Work instruction: Repeat each line of the material below without change.
==*==
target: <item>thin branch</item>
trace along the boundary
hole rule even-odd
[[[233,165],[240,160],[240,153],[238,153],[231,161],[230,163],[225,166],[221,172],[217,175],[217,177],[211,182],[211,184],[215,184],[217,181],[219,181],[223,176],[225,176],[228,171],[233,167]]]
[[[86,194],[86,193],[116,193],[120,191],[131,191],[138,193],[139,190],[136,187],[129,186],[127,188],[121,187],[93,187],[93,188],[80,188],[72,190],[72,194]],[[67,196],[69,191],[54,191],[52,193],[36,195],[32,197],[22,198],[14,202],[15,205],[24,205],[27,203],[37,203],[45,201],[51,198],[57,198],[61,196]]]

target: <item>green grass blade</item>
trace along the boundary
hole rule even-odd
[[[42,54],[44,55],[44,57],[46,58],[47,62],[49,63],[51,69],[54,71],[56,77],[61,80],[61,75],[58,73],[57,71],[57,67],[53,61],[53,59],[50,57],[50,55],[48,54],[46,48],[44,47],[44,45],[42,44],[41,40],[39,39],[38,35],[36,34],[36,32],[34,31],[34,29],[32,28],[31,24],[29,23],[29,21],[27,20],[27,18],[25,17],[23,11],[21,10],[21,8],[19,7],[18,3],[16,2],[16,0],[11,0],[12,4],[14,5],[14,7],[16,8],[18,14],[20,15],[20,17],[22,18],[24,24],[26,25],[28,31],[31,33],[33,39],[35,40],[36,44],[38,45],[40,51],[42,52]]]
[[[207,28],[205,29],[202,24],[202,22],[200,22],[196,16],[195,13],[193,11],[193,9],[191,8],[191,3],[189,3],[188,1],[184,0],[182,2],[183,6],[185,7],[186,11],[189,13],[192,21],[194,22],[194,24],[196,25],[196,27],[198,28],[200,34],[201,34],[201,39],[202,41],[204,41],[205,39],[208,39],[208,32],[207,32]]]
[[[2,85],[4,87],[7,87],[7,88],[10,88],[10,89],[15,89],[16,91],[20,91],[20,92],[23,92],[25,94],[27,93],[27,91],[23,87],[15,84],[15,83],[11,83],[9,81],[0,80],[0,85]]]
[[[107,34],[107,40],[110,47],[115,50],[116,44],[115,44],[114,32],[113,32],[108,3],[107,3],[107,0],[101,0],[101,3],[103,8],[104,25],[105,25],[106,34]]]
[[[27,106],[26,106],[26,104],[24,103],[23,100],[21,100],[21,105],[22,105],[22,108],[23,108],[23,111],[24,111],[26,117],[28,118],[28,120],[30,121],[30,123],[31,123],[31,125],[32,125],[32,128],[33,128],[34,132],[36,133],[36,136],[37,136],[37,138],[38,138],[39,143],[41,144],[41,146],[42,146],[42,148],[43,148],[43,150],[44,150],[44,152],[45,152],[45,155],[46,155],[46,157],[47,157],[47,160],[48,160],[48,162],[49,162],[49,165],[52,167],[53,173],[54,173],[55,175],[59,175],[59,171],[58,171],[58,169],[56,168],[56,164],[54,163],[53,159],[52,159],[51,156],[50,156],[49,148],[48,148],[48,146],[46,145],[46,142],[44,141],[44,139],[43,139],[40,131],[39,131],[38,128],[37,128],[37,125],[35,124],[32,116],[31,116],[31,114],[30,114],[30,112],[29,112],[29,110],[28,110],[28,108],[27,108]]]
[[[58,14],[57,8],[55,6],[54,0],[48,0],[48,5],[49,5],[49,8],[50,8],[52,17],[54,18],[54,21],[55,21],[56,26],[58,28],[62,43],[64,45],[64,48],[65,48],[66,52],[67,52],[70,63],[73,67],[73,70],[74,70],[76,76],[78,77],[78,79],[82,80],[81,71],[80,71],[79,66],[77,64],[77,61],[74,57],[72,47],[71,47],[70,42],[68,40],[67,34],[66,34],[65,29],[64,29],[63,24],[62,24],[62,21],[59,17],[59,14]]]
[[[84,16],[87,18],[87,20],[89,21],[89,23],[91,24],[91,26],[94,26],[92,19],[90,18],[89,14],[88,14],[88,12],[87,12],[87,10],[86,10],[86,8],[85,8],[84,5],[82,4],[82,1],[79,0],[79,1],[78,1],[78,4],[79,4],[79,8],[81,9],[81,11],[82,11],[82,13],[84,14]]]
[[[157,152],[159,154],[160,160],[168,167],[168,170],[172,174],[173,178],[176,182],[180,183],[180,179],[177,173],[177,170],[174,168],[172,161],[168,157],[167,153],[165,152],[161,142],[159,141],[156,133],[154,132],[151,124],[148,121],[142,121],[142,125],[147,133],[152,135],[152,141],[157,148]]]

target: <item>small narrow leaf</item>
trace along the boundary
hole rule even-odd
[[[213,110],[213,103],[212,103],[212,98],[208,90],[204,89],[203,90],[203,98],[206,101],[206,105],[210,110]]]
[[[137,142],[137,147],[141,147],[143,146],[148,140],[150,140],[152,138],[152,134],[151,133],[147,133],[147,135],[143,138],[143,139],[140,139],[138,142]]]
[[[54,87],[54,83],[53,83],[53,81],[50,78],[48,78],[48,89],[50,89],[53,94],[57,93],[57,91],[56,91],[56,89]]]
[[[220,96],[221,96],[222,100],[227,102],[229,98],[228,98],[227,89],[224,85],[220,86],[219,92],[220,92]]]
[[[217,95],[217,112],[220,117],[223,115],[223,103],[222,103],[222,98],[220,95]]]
==*==
Written solution:
target: <item>thin branch</item>
trace along the boundary
hole rule even-odd
[[[233,165],[240,160],[240,153],[238,153],[231,161],[230,163],[225,166],[221,172],[217,175],[217,177],[211,182],[211,184],[215,184],[217,181],[219,181],[223,176],[225,176],[228,171],[233,167]]]
[[[86,194],[86,193],[116,193],[120,191],[131,191],[138,193],[139,190],[136,187],[129,186],[127,188],[121,187],[93,187],[93,188],[80,188],[72,190],[72,194]],[[67,196],[69,191],[54,191],[52,193],[36,195],[32,197],[22,198],[14,202],[15,205],[24,205],[27,203],[37,203],[45,201],[51,198],[57,198],[61,196]]]

target: <item>green grass blade</item>
trace along the boundary
hole rule even-odd
[[[42,54],[44,55],[44,57],[46,58],[47,62],[49,63],[51,69],[54,71],[56,77],[61,80],[61,75],[58,73],[57,71],[57,67],[53,61],[53,59],[50,57],[50,55],[48,54],[46,48],[44,47],[44,45],[42,44],[41,40],[39,39],[38,35],[36,34],[36,32],[34,31],[34,29],[32,28],[31,24],[29,23],[29,21],[27,20],[27,18],[25,17],[23,11],[21,10],[21,8],[19,7],[18,3],[16,2],[16,0],[11,0],[12,4],[14,5],[14,7],[16,8],[18,14],[20,15],[20,17],[22,18],[24,24],[26,25],[28,31],[31,33],[33,39],[35,40],[36,44],[38,45],[40,51],[42,52]]]
[[[207,28],[205,29],[202,24],[202,22],[200,22],[196,16],[195,13],[193,11],[193,9],[191,8],[191,3],[189,3],[188,1],[184,0],[182,2],[183,6],[185,7],[186,11],[189,13],[192,21],[194,22],[194,24],[196,25],[196,27],[198,28],[200,34],[201,34],[201,39],[202,41],[204,41],[205,39],[208,39],[208,32],[207,32]]]
[[[2,85],[4,87],[7,87],[7,88],[10,88],[10,89],[15,89],[16,91],[20,91],[20,92],[23,92],[25,94],[27,93],[27,91],[23,87],[15,84],[15,83],[11,83],[9,81],[0,80],[0,85]]]
[[[107,34],[107,40],[110,47],[115,50],[116,44],[115,44],[114,32],[113,32],[108,3],[107,3],[107,0],[101,0],[101,3],[103,8],[104,25],[105,25],[106,34]]]
[[[27,106],[26,106],[26,104],[24,103],[23,100],[21,100],[21,105],[22,105],[22,108],[23,108],[23,111],[24,111],[26,117],[28,118],[28,120],[30,121],[30,123],[31,123],[31,125],[32,125],[32,128],[33,128],[34,132],[36,133],[36,136],[37,136],[37,138],[38,138],[39,143],[41,144],[41,146],[42,146],[42,148],[43,148],[43,150],[44,150],[44,152],[45,152],[45,155],[46,155],[46,157],[47,157],[47,160],[48,160],[48,162],[49,162],[49,165],[52,167],[53,173],[54,173],[55,175],[59,175],[59,171],[58,171],[58,169],[56,168],[56,164],[54,163],[53,159],[52,159],[51,156],[50,156],[49,148],[48,148],[48,146],[46,145],[46,142],[44,141],[44,139],[43,139],[40,131],[39,131],[38,128],[37,128],[37,125],[35,124],[32,116],[31,116],[31,114],[30,114],[30,112],[29,112],[29,110],[28,110],[28,108],[27,108]]]
[[[58,14],[57,8],[55,6],[54,0],[48,0],[48,5],[49,5],[49,8],[50,8],[52,17],[54,18],[54,21],[55,21],[56,26],[58,28],[62,43],[64,45],[64,48],[65,48],[66,52],[67,52],[70,63],[73,67],[73,70],[74,70],[76,76],[78,77],[78,79],[82,80],[81,71],[80,71],[79,66],[77,64],[77,61],[74,57],[72,47],[71,47],[70,42],[68,40],[67,34],[66,34],[65,29],[64,29],[63,24],[62,24],[62,21],[59,17],[59,14]]]
[[[84,16],[87,18],[87,20],[89,21],[89,23],[91,24],[91,26],[94,26],[92,19],[90,18],[89,14],[88,14],[88,12],[87,12],[87,10],[86,10],[86,8],[85,8],[84,5],[82,4],[82,1],[79,0],[79,1],[78,1],[78,4],[79,4],[79,8],[81,9],[81,11],[82,11],[82,13],[84,14]]]
[[[157,152],[159,154],[160,160],[168,167],[168,170],[172,174],[173,178],[176,182],[180,183],[180,179],[177,173],[177,170],[174,168],[172,161],[168,157],[167,153],[165,152],[161,142],[159,141],[156,133],[154,132],[151,124],[148,121],[142,121],[142,125],[147,133],[152,135],[152,141],[157,148]]]

target: <item>small narrow leaf</item>
trace along the boundary
hole rule even-odd
[[[213,110],[213,103],[212,103],[212,98],[208,90],[204,89],[203,90],[203,98],[206,101],[206,105],[210,110]]]
[[[137,142],[137,147],[141,147],[143,146],[148,140],[150,140],[152,138],[152,134],[151,133],[147,133],[147,135],[143,138],[143,139],[140,139],[138,142]]]
[[[54,87],[54,83],[53,83],[53,81],[50,78],[48,78],[48,89],[50,89],[53,94],[57,93],[57,91],[56,91],[56,89]]]
[[[220,96],[221,96],[222,100],[227,102],[229,98],[228,98],[227,89],[224,85],[220,86],[219,92],[220,92]]]
[[[217,95],[217,112],[220,117],[223,115],[223,103],[222,103],[222,98],[220,95]]]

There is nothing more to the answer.